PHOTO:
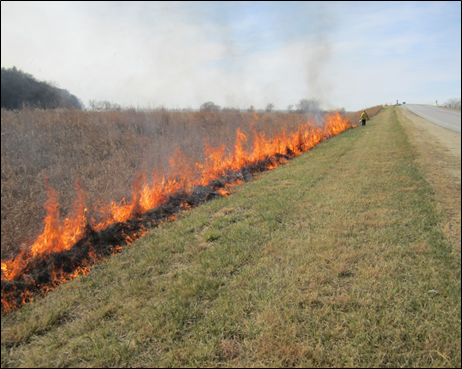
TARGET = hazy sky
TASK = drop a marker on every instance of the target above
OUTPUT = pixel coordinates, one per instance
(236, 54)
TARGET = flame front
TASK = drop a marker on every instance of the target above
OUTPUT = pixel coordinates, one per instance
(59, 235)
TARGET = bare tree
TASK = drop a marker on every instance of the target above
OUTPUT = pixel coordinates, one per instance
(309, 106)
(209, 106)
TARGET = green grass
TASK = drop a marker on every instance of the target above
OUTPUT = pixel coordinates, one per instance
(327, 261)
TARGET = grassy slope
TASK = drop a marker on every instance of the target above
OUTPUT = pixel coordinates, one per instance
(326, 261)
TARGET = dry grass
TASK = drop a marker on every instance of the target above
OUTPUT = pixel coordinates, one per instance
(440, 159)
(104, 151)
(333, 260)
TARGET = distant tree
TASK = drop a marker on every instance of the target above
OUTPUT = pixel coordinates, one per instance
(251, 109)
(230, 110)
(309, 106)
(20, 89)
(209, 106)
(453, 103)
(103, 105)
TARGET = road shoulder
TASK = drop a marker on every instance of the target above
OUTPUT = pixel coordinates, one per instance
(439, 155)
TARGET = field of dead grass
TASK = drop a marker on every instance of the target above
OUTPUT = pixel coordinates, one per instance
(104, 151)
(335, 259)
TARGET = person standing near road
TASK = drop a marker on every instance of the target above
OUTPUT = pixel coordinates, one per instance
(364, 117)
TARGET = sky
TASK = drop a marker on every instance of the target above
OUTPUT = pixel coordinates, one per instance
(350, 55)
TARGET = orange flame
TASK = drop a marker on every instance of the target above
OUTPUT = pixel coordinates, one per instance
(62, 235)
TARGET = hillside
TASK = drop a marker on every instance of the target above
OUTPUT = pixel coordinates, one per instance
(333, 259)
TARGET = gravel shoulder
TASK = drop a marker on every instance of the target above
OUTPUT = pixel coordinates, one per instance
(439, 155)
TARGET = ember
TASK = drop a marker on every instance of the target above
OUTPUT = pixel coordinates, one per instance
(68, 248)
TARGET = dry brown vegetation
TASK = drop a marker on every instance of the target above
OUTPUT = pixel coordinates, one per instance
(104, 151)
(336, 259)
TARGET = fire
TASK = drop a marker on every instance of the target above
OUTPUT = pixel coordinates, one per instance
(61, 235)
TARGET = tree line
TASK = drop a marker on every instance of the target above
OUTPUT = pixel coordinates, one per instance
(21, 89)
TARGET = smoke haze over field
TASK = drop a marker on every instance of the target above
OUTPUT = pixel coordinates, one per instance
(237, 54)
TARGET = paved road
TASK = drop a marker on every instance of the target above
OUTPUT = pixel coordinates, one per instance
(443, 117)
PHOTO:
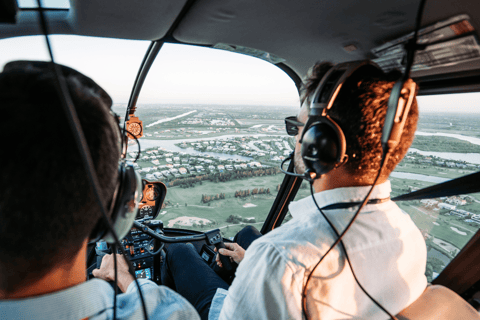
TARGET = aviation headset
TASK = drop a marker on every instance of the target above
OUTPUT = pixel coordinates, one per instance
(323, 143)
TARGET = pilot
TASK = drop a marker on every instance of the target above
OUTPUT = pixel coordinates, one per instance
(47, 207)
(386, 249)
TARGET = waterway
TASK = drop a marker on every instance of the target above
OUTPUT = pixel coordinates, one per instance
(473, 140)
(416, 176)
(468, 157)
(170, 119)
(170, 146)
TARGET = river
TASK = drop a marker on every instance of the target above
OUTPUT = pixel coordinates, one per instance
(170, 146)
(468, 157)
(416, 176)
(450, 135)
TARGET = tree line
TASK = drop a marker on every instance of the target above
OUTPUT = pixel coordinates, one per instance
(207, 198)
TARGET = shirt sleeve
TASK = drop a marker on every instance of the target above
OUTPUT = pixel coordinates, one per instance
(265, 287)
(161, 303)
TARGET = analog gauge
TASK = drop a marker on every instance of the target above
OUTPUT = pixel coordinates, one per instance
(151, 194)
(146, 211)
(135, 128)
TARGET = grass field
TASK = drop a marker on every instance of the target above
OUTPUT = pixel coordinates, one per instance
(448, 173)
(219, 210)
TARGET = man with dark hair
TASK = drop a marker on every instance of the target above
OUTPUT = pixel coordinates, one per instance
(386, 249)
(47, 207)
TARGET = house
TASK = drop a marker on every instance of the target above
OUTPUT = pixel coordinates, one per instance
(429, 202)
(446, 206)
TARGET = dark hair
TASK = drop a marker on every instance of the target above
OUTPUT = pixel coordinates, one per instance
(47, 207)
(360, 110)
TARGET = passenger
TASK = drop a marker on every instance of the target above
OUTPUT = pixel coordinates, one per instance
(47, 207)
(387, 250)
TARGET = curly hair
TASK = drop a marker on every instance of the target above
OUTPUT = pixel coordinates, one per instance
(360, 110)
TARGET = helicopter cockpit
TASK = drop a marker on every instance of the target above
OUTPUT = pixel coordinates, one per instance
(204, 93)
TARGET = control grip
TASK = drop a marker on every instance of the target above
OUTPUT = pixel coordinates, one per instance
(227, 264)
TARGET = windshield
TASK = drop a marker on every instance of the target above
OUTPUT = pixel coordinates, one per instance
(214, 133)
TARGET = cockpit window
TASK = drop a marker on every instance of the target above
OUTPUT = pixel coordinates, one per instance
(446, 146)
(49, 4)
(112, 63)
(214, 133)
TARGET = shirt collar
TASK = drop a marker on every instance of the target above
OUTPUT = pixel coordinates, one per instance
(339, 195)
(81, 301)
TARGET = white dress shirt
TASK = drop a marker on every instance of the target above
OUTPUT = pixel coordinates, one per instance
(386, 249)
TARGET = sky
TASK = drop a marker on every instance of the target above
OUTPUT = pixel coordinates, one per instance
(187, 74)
...
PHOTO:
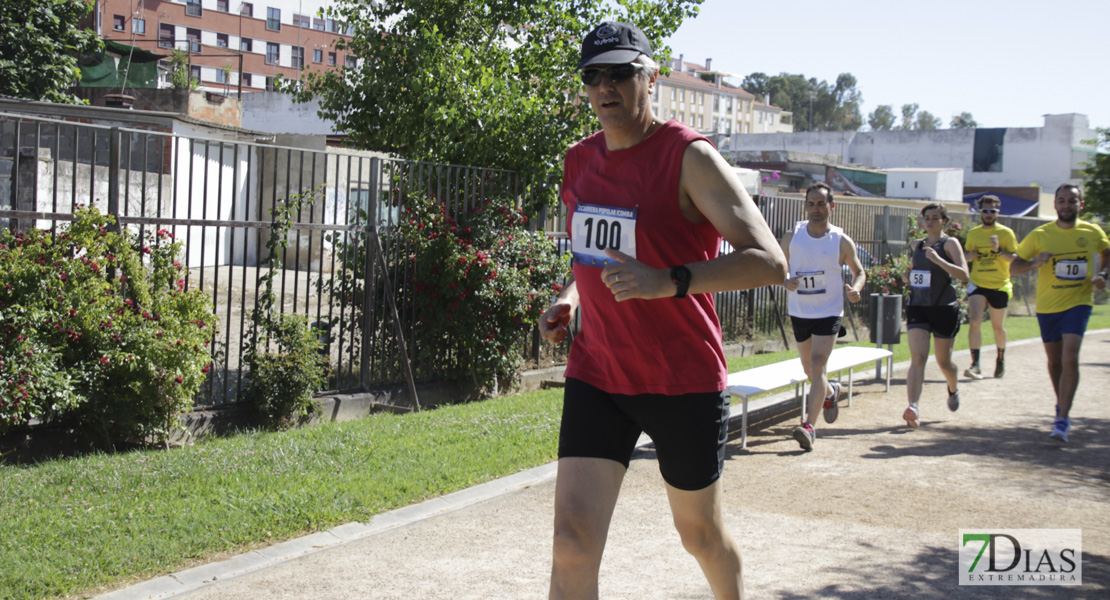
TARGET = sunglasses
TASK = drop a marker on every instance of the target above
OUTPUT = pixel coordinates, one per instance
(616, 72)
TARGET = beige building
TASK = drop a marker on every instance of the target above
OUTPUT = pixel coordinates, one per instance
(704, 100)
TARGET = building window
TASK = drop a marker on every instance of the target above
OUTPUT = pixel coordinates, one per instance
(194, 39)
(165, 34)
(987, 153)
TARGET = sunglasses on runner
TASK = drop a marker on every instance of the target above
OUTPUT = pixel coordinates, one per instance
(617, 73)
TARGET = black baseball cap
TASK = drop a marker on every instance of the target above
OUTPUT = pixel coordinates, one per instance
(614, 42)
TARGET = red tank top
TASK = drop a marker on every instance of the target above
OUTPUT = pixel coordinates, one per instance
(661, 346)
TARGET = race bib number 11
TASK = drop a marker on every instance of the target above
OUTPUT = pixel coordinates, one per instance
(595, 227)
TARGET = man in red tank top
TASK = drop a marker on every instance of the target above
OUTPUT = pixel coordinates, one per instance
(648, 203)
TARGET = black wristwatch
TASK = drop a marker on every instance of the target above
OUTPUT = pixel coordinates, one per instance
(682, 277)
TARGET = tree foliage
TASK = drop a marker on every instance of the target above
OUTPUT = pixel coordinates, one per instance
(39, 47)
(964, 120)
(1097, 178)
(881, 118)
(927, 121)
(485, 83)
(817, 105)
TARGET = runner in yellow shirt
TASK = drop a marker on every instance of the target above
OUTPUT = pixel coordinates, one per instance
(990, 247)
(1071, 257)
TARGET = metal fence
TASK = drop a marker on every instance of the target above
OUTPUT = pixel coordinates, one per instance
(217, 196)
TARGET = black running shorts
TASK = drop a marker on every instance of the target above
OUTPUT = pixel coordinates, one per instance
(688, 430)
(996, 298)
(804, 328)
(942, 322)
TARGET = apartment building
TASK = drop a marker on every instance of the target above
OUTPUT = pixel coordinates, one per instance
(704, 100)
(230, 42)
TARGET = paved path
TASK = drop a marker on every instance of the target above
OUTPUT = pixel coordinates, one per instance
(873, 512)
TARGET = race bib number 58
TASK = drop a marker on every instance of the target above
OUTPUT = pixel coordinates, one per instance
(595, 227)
...
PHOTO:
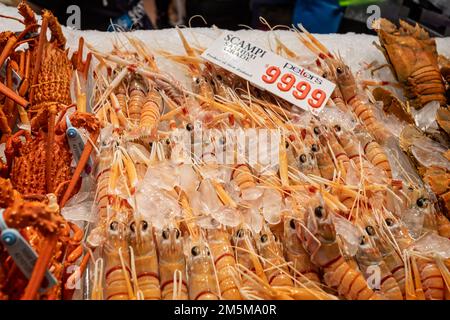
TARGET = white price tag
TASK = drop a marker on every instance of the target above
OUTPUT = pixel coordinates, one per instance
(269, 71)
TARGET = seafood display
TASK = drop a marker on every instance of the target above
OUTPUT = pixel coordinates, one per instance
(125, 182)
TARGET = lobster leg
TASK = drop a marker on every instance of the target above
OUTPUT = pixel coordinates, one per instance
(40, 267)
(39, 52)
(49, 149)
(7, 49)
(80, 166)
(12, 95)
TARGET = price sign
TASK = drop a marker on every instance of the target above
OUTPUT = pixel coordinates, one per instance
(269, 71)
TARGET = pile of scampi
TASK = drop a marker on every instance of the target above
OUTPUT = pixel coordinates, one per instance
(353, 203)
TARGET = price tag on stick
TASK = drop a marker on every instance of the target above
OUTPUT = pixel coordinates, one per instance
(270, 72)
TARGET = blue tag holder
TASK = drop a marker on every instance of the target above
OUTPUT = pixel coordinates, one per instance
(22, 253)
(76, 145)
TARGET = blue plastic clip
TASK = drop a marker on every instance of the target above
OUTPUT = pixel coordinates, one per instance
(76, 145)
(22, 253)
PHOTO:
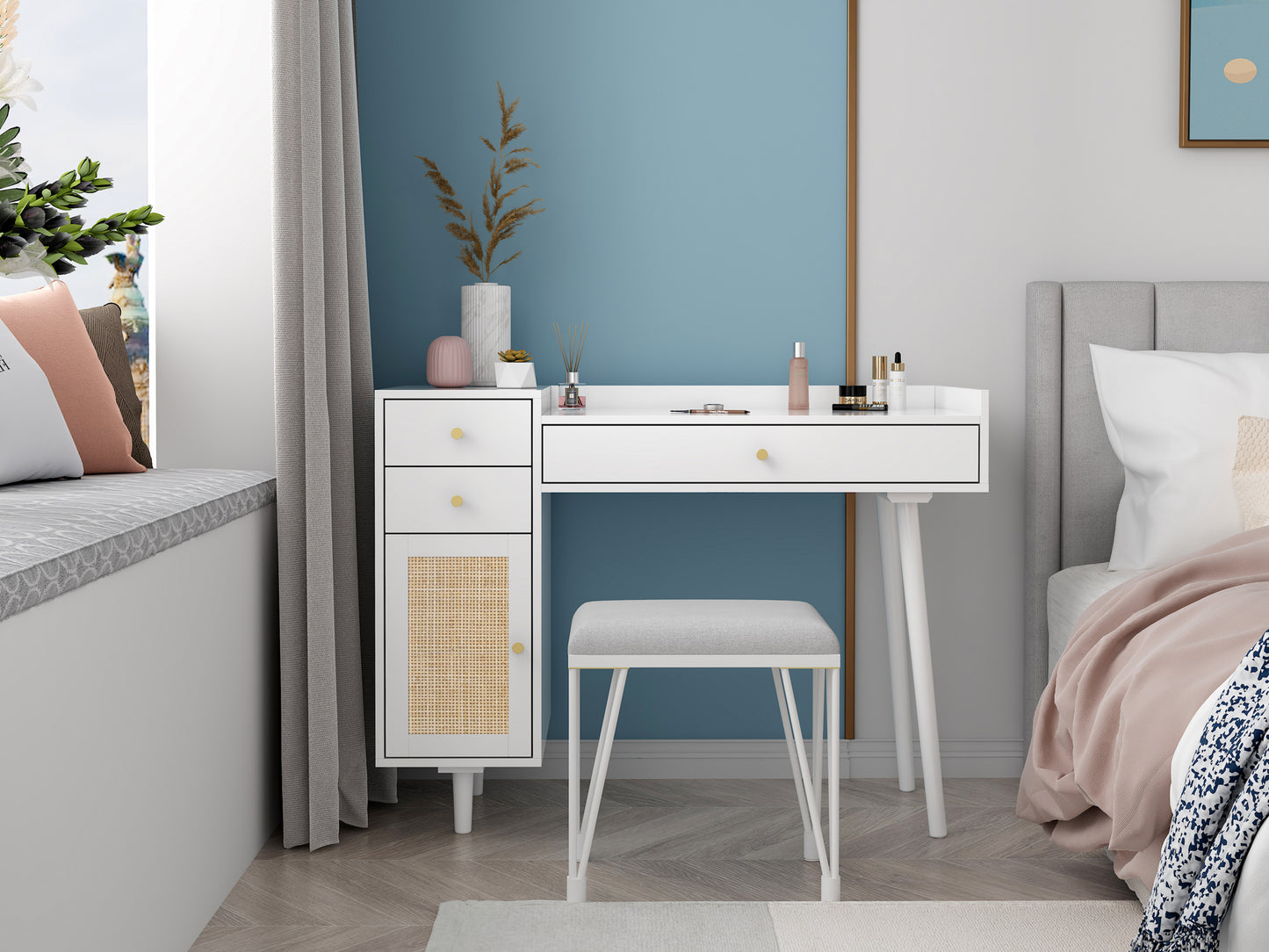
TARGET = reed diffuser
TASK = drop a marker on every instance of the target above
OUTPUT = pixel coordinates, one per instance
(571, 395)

CHALLENGE —
Find every line above that contains the word "sunglasses", and copy each of those lines in full.

FULL RESPONSE —
TARGET = sunglasses
TARGET = sunglasses on runner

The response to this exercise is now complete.